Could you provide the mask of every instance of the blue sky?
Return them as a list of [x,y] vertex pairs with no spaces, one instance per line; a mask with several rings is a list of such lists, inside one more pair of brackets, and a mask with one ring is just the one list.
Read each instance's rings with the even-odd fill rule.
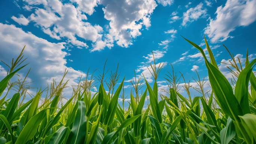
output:
[[[3,0],[0,9],[0,59],[9,63],[26,45],[30,64],[19,74],[24,77],[31,67],[28,80],[37,88],[59,80],[65,68],[70,85],[76,85],[89,68],[101,73],[106,60],[109,74],[119,64],[120,80],[132,79],[135,70],[151,82],[147,68],[152,51],[157,64],[164,63],[160,88],[167,89],[171,64],[192,84],[195,70],[207,80],[201,55],[181,36],[205,48],[205,34],[229,79],[220,62],[230,58],[222,44],[242,61],[247,49],[251,59],[256,57],[255,0]],[[0,64],[0,78],[7,68]],[[125,85],[129,91],[131,84]]]

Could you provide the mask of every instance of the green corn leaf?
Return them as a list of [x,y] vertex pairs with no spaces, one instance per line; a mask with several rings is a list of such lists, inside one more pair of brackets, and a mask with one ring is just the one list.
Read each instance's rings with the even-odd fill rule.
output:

Exercise description: Quote the data above in full, leaving out the pictures it holds.

Response for this exercise:
Could you provide the mask of every instance of the blue sky?
Return them as a list of [x,y] vertex pairs with no spaces, one instance per line; a mask with several rings is a list of such lists, inside one more pair of brackets, and a mask with one ring is just the one list.
Read each instance's rings with the even-odd fill rule.
output:
[[[3,0],[0,9],[0,59],[9,63],[26,45],[30,64],[19,74],[24,77],[31,67],[28,80],[37,88],[59,80],[65,68],[70,85],[76,85],[89,68],[101,73],[106,60],[109,74],[119,64],[120,80],[132,79],[135,70],[151,82],[147,68],[152,51],[157,64],[164,63],[160,88],[167,89],[171,64],[192,84],[195,70],[207,80],[201,55],[181,36],[205,48],[205,34],[229,79],[220,62],[230,58],[222,44],[242,61],[247,49],[251,59],[256,57],[255,0]],[[0,64],[0,78],[7,68]],[[125,85],[129,91],[131,84]]]

Could you provide the mask of every instance of the green corn leaf?
Return them as a list of [x,y] vertex pairs with no spaces, one instance per line; a mask with several rings is a list of such lists, inside one more pair of brackets, and a mask with one ring is just the one list.
Read each instance's rings with the even-odd fill rule.
output:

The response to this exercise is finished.